▶ [Problem to solve]: Copy out every one of the following records verbatim, leaving out the pictures.

— start —

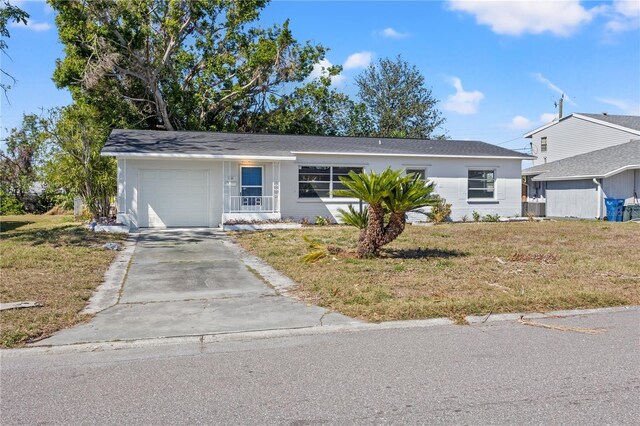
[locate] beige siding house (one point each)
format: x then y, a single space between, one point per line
581 160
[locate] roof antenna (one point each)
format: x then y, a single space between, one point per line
559 106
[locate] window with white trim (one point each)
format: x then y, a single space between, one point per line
321 181
481 184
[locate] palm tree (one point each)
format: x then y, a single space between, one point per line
389 195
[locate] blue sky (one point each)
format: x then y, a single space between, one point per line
497 67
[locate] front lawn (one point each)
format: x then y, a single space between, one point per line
53 261
454 270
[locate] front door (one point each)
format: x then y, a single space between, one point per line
251 186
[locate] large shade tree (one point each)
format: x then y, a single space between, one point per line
397 100
390 195
178 64
76 135
8 13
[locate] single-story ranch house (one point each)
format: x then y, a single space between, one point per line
205 179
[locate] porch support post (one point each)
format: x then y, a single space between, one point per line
224 195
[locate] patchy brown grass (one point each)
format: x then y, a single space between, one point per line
53 261
454 270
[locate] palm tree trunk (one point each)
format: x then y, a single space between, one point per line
372 237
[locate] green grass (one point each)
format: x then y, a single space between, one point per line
53 261
454 270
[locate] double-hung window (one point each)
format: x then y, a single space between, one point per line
482 184
321 181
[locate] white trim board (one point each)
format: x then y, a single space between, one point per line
582 117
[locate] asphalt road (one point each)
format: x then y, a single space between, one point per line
494 373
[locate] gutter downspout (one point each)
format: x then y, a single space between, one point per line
599 195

— end —

▶ [Result below]:
[locate] beige siding house (one point each)
format: x then y, a single space between, one point per line
581 160
[locate] roof antenna (one point each)
format: x then y, a single space between, one point per line
559 106
[locate] window with white trim (one point each)
format: x then y, a single space between, one point per line
321 181
481 184
[locate] palm tree (one point each)
format: x then y, a single space between, one point per line
389 195
[locate] blue sky (one point each)
format: x then y, a single space between, one point per line
497 67
[locate] front lawn (one point each)
format: x then y, a single space between, one point per line
53 261
454 270
[locate] front door (one point each)
format: x then y, a single space between, one point per line
251 186
[locate] large shade tree (one point each)
format: x then y, a single space between, one point per line
397 100
390 195
178 64
76 135
8 13
[locate] single-story ranch house (one point each)
format: x then y, a single space between, one point per line
205 179
[locate] porch support post (one point each)
format: x then y, a single space between, one point per line
224 195
[locate] patchy brown grass (one point each)
format: x then y, a single space between, one point per line
53 261
454 270
[locate] palm tree trunk (one point each)
format: x then y, a single space between, one point per line
372 237
[locate] green grass (one point each)
format: x then y, a single space between, one point per line
53 261
454 270
[locate] double-hung window (one point each)
format: x then y, a single space between, one point per line
482 184
321 181
[locate] white trim board (one point each)
format: x then y, a single space between, one point per line
582 117
[locate] asphalt road (one point each)
format: x then y, a single space between, one point per line
494 373
[locate] gutter downspout (one point each)
format: x then y, a single space between, one point per line
599 195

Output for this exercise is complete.